• ÉNONCÉ 1:
Réécrivez en liste numérotée les lignes de la liste, en commençant à celle qui contient "In the photo above, where can the farmhouse" et en vous arrêtant après celle qui contient "pixel 372 151", sans les lignes vides.

======

À PROPOS DES CONSTRUCTEURS DU MOYEN-ÂGE
René Guénon
Publié dans le Voile d’Isis, novembre 1929.
Un article de M. Armand Bédarride, paru dans le Symbolisme de mai dernier, et auquel nous avons déjà fait allusion dans notre chronique des revues, nous paraît susceptible de donner lieu à quelques réflexions utiles. Cet article, intitulé Les Idées de nos Précurseurs, concerne les corporations constructives du moyen âge considérées comme ayant transmis quelque chose de leur esprit et de leurs traditions à la Maçonnerie moderne.
Notons tout d’abord, à ce propos, que la distinction entre « Maçonnerie opérative » et « Maçonnerie spéculative » nous paraît devoir être prise en un tout autre sens que celui qu’on lui attribue d’ordinaire. En effet, on s’imagine le plus souvent que les Maçons « opératifs » n’étaient que de simples ouvriers ou artisans, et rien de plus ni d’autre, et que le symbolisme aux significations plus ou moins profondes ne serait venu qu’assez tardivement, par suite de l’introduction, dans les organisations corporatives, de personnes étrangères à l’art de construire. Tel n’est d’ailleurs pas l’avis de M. Bédarride, qui cite un assez grand nombre d’exemples, notamment dans les monuments religieux, de figures dont le caractère symbolique est incontestable ; il parle en particulier des deux colonnes de la cathédrale de Würtzbourg, « qui prouvent, dit-il, que les Maçons constructeurs du XIVe siècle pratiquaient un symbolisme philosophique », ce qui est exact, à la condition, cela va de soi, de l’entendre au sens de « philosophie hermétique », et non pas dans l’acception courante où il ne s’agirait que de la philosophie profane, laquelle, du reste, n’a jamais fait le moindre usage d’un symbolisme quelconque. On pourrait multiplier les exemples indéfiniment ; le plan même des cathédrales est éminemment symbolique, comme nous l’avons déjà fait remarquer en d’autres occasions ; et il faut ajouter aussi que, parmi les symboles usités au moyen âge, outre ceux dont les Maçons modernes ont conservé le souvenir tout en n’en comprenant plus guère la signification, il y en a bien d’autres dont ils n’ont pas la moindre idée (1).

======

• ÉNONCÉ 2:
Prolongez l'article sur les constructeurs du moyen âge au-delà de sa dernière phrase.

• DONNÉES À TRAITER:

======

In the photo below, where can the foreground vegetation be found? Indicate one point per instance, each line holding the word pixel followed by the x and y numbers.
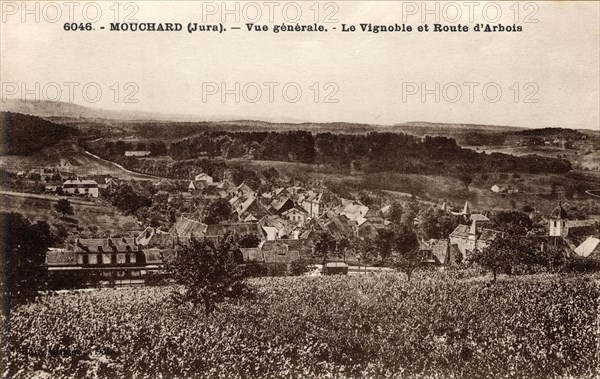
pixel 357 326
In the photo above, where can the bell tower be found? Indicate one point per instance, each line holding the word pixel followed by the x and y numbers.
pixel 558 222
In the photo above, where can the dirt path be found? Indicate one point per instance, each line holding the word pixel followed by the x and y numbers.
pixel 136 174
pixel 48 197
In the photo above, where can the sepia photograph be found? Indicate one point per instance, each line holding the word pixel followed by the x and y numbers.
pixel 300 189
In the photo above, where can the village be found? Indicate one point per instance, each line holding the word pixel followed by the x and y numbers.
pixel 281 228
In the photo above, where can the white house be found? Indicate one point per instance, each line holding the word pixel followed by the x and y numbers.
pixel 591 246
pixel 137 153
pixel 204 178
pixel 81 187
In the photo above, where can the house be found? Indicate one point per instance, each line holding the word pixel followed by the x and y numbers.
pixel 469 239
pixel 296 215
pixel 252 255
pixel 317 203
pixel 250 209
pixel 81 187
pixel 466 211
pixel 281 204
pixel 365 229
pixel 207 179
pixel 279 252
pixel 137 153
pixel 277 226
pixel 558 222
pixel 589 247
pixel 217 232
pixel 354 210
pixel 102 259
pixel 186 229
pixel 286 250
pixel 442 252
pixel 478 217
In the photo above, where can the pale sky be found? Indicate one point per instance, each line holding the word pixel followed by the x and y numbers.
pixel 377 78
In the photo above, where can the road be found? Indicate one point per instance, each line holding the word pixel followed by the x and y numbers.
pixel 120 167
pixel 595 193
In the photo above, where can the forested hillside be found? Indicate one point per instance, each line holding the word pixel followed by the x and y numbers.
pixel 26 135
pixel 371 152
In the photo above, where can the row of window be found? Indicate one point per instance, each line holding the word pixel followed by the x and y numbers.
pixel 96 259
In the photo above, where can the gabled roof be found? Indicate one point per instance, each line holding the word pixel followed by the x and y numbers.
pixel 295 208
pixel 107 245
pixel 559 213
pixel 60 258
pixel 252 254
pixel 186 227
pixel 590 246
pixel 279 203
pixel 461 231
pixel 478 217
pixel 219 230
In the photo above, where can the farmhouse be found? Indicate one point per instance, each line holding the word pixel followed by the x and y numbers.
pixel 98 259
pixel 471 238
pixel 137 153
pixel 296 215
pixel 81 187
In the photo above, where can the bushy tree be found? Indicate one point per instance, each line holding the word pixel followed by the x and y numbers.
pixel 505 253
pixel 24 247
pixel 219 210
pixel 325 246
pixel 405 250
pixel 64 207
pixel 208 274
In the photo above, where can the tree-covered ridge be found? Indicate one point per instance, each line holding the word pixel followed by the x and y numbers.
pixel 26 135
pixel 372 151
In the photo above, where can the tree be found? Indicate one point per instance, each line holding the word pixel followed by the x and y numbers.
pixel 396 211
pixel 63 206
pixel 466 179
pixel 248 240
pixel 24 255
pixel 405 250
pixel 384 243
pixel 325 246
pixel 208 274
pixel 219 210
pixel 504 253
pixel 128 200
pixel 342 246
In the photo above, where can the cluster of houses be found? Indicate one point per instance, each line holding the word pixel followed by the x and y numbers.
pixel 287 221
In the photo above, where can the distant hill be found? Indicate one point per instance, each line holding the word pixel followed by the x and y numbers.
pixel 97 122
pixel 27 135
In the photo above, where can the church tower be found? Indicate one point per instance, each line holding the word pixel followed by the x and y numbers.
pixel 558 222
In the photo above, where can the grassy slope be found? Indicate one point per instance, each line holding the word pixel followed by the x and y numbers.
pixel 101 215
pixel 346 327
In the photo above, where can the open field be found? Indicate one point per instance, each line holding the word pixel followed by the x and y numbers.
pixel 318 327
pixel 41 207
pixel 543 190
pixel 589 160
pixel 68 157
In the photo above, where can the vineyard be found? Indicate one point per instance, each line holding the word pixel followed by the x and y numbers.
pixel 371 326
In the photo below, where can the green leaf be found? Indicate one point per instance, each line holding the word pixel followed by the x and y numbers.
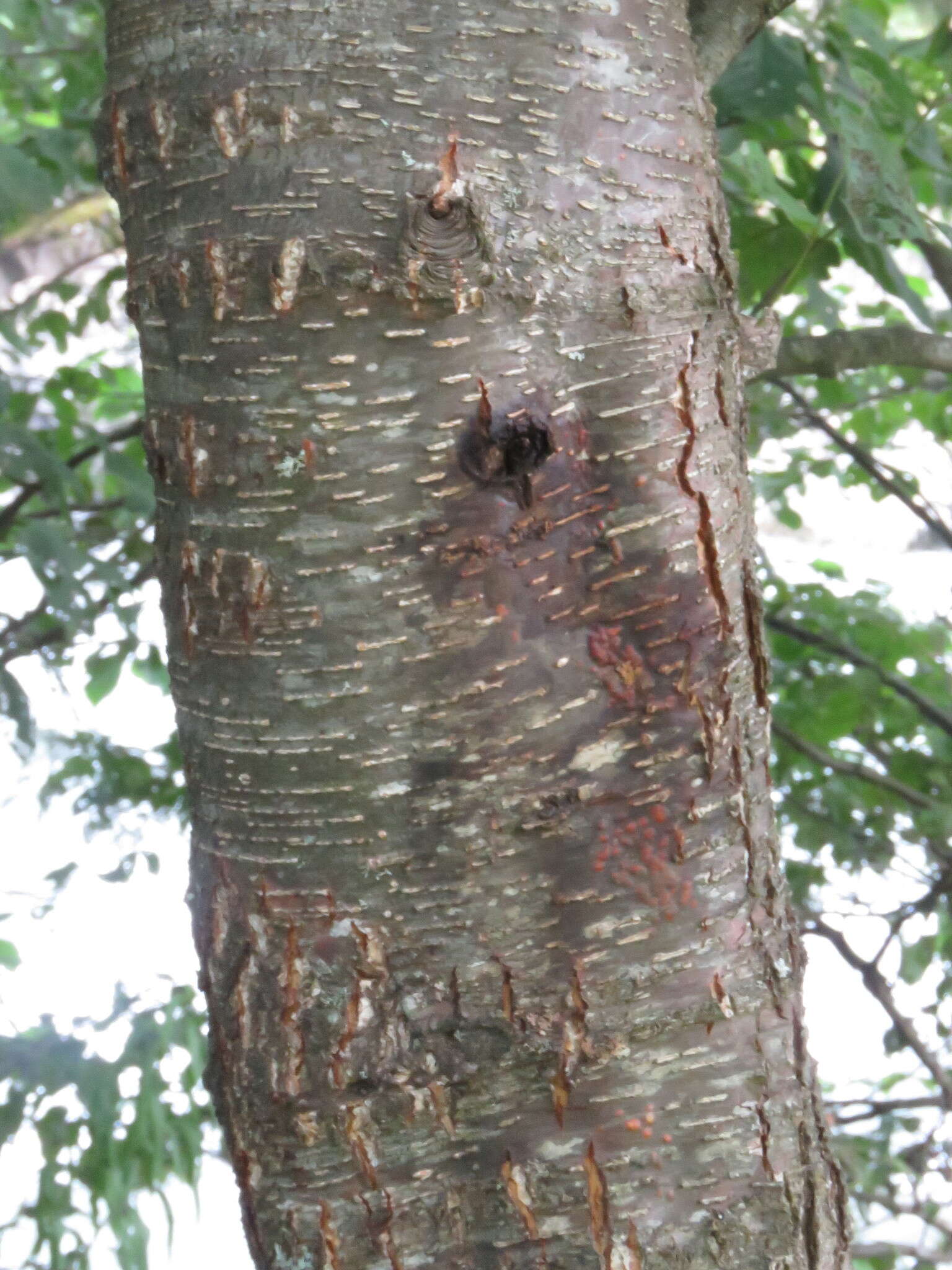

======

• RÉPONSE FINALE 1:
1. In the photo above, where can the farmhouse be found? Indicate one point per instance, each line holding the word pixel followed by the x and y numbers.
2. pixel 98 259
3. pixel 471 238
4. pixel 137 153
5. pixel 296 215
6. pixel 81 187
7. In the photo above, where can the bushy tree be found? Indicate one point per instance, each line holding the word pixel followed by the x and y numbers.
8. pixel 505 253
9. pixel 24 247
10. pixel 219 210
11. pixel 325 246
12. pixel 405 250
13. pixel 64 207
14. pixel 208 274
15. In the photo above, where can the tree-covered ridge be found? Indicate one point per instance, each line holding the word pixel followed by the x and y numbers.
16. pixel 26 135
17. pixel 372 151

• RÉPONSE FINALE 2:
Il faut à notre avis, prendre en quelque sorte le contrepied de l’opinion courante, et considérer la « Maçonnerie spéculative » comme n’étant, à bien des points de vue, qu’une dégénérescence de la « Maçonnerie opérative ». Cette dernière, en effet, était vraiment complète dans son ordre, possédant à la fois la théorie et la pratique correspondante, et sa désignation peut, sous ce rapport, être entendue comme une allusion aux « opérations » de l’« art sacré », dont la construction selon les règles traditionnelles était une des applications. Quant à la « Maçonnerie spéculative », qui a d’ailleurs pris naissance à un moment où les corporations constructives étaient en pleine décadence, son nom indique assez clairement qu’elle est confinée dans la « spéculation » pure et simple, c’est-à-dire dans une théorie sans réalisation ; assurément, ce serait se méprendre de la plus étrange façon que de regarder cela comme un « progrès ». Si encore il n’y avait eu là qu’un amoindrissement, le mal ne serait pas si grand qu’il l’est en réalité ; mais, comme nous l’avons dit déjà à diverses reprises, il y a eu en outre une véritable déviation au début du XVIIIe siècle, lors de la constitution de la Grande Loge d’Angleterre, qui fut le point de départ de toute la Maçonnerie moderne. Nous n’y insisterons pas davantage pour le moment, mais nous tenons à faire remarquer que, si l’on veut comprendre vraiment l’esprit des constructeurs du moyen âge, ces observations sont tout à fait essentielles ; autrement, on ne s’en ferait qu’une idée fausse ou tout au moins fort incomplète.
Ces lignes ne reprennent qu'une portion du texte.